It’s about more than a possible supermax for Brandon Ingram. Boardroom dives into what the Pelicans might have to look forward to.
Pelicans forward Brandon Ingram is ready for his breakout season as a superstar in the NBA. Just ask Kevin Durant, who’ll face Ingram Wednesday night when the Nets meet the Pelicans for both teams’ season openers at Barclays Center.
Coming off a season in which he averaged 22.7 points, 5.8 rebounds and 5.6 assists per game, Ingram has a legitimate shot at helping make the Pelicans a powerhouse as phenom Zion Williamson returns after missing last season with a fractured foot.
Ingram has provided a glimmer of hope amid a NOLA rebuild, which has helped guide them to where they are today. As the 25-year-old lanky scorer enters his seventh season in the NBA, he can cash in big-time if he takes care of business and asserts himself as one of the league’s best.
This past summer, Williamson signed a five-year, $186 million rookie max extension. In addition, the Pelicans extended guard CJ McCollum for two more years worth $64 million.

Objective -
According to the article about Brandon Ingram, how many points per game did he average in the season before this one?

Records supplied -

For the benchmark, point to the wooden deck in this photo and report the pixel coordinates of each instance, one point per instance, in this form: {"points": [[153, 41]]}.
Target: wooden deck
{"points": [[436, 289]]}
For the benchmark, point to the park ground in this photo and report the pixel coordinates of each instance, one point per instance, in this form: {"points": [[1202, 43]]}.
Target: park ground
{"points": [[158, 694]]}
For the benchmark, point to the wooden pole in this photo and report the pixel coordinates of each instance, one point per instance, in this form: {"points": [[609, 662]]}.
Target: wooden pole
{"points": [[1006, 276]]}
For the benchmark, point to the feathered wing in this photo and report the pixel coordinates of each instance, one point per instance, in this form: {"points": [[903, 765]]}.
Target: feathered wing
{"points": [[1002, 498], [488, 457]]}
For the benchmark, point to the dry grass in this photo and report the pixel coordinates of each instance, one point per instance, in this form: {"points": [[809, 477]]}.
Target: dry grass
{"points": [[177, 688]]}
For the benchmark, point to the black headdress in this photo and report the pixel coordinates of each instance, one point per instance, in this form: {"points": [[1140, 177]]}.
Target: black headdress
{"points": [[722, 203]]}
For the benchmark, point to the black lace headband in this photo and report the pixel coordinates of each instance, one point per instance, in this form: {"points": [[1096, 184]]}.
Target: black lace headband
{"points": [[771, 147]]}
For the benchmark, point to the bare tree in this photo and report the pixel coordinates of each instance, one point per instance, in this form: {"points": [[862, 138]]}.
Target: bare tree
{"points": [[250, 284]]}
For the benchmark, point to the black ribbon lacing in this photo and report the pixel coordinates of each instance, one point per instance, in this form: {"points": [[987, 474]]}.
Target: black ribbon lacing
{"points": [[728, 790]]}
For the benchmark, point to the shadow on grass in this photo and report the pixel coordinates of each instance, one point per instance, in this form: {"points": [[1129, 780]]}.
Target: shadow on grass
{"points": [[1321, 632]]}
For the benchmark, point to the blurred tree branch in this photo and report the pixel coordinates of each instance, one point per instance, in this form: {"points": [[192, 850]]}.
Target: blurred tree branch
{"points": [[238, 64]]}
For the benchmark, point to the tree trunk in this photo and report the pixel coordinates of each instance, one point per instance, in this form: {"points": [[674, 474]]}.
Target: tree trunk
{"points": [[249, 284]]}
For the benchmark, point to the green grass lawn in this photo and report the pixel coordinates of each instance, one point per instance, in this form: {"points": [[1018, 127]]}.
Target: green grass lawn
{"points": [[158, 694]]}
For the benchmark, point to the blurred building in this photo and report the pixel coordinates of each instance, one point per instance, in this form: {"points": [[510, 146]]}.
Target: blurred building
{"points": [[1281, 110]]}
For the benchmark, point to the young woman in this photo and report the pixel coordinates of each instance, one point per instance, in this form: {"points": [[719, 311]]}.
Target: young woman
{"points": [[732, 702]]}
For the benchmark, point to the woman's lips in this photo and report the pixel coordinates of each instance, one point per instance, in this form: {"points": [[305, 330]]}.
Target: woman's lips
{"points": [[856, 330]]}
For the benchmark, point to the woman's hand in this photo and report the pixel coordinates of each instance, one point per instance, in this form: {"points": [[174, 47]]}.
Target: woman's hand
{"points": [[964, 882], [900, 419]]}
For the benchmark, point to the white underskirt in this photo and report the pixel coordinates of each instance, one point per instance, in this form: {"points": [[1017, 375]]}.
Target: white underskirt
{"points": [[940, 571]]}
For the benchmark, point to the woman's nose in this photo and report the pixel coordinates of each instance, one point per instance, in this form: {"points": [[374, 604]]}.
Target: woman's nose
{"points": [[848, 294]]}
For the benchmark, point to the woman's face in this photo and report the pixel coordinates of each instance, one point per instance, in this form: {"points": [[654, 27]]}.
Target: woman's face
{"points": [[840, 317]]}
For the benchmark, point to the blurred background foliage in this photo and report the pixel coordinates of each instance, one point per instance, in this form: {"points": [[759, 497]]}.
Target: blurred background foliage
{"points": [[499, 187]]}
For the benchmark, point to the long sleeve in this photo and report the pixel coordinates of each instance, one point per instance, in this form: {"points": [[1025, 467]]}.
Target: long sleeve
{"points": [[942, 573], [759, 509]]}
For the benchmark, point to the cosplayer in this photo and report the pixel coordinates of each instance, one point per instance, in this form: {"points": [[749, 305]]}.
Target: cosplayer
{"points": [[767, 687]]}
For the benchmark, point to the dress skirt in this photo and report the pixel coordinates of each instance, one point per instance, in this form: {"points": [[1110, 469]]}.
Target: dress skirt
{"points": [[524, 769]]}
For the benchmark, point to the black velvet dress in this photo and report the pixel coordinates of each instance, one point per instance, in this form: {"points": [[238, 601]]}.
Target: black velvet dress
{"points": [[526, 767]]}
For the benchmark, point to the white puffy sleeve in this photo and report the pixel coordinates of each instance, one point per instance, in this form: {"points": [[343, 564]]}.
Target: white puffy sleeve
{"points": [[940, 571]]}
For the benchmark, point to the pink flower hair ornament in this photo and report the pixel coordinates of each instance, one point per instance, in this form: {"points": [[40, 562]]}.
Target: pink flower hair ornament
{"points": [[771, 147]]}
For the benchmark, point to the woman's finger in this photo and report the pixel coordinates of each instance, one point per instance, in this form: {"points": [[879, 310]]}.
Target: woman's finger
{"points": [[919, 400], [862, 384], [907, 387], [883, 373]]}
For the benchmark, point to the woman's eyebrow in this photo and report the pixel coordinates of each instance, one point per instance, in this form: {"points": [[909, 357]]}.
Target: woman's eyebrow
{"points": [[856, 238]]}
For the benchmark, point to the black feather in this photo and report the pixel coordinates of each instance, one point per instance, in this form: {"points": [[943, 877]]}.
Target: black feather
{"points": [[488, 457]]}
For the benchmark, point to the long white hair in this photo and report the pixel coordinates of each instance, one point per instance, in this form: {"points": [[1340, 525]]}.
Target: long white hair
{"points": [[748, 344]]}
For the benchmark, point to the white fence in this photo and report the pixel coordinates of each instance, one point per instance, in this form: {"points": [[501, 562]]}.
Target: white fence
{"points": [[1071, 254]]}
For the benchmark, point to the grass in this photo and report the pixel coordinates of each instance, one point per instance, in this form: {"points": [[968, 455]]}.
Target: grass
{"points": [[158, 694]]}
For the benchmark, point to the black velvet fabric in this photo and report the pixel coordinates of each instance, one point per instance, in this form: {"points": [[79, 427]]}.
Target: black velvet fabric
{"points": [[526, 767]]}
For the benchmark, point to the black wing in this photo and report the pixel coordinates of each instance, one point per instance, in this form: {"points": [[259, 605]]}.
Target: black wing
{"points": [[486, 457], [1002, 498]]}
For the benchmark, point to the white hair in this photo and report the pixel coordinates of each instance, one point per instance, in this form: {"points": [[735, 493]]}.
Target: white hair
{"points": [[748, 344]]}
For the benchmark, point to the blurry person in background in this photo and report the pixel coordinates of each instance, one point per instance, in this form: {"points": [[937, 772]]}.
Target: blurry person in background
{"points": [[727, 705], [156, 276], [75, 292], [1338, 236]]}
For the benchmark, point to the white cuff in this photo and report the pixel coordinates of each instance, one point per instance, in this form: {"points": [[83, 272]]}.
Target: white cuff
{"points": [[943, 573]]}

Task answer -
22.7 points per game.